## STATED TASK:
Write out, word for word, the part of the material below that opens with the line containing "Test yourself! Look at the image and find the high-rise" and closes with the line containing "[96,187,110,248]", including both of those lines.

## DATA SECTION:
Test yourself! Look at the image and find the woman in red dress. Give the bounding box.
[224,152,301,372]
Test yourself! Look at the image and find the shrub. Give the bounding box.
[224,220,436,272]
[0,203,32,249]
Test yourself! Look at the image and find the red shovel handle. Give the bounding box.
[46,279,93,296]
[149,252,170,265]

--

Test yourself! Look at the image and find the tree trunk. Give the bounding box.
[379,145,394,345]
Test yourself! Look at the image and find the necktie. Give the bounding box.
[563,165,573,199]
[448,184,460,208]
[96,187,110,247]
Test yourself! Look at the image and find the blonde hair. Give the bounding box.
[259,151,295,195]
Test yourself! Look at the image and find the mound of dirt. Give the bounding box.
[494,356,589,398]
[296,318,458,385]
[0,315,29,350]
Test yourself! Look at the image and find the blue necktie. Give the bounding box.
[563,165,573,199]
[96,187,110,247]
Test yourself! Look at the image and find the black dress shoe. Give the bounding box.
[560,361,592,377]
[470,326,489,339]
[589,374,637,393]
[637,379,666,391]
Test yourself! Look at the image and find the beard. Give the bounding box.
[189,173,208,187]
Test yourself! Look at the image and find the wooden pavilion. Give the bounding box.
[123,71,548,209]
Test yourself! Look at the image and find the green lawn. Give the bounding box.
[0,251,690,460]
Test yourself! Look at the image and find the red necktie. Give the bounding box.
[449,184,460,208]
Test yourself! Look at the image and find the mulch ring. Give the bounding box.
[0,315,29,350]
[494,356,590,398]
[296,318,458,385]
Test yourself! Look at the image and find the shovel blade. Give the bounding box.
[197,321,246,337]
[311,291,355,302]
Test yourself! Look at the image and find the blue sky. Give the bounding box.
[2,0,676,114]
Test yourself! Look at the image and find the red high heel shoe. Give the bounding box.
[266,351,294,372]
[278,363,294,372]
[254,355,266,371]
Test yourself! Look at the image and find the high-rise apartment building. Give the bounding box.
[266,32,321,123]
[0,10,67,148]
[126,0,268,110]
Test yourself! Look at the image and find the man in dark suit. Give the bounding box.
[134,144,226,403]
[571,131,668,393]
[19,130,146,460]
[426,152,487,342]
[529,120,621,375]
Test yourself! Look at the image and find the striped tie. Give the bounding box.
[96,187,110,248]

## FULL ANSWER:
Test yourself! Look at the image and find the high-rise apartment building. Give the bounding box.
[266,32,321,123]
[0,10,67,148]
[126,0,268,110]
Test yourself! Look at the image and find the man in dark suit. Give the bounding box.
[134,144,226,403]
[571,131,668,393]
[19,130,146,460]
[426,152,487,342]
[529,120,621,375]
Test yourself! Look at the image and find the striped tie. Give the bounding box.
[96,187,110,248]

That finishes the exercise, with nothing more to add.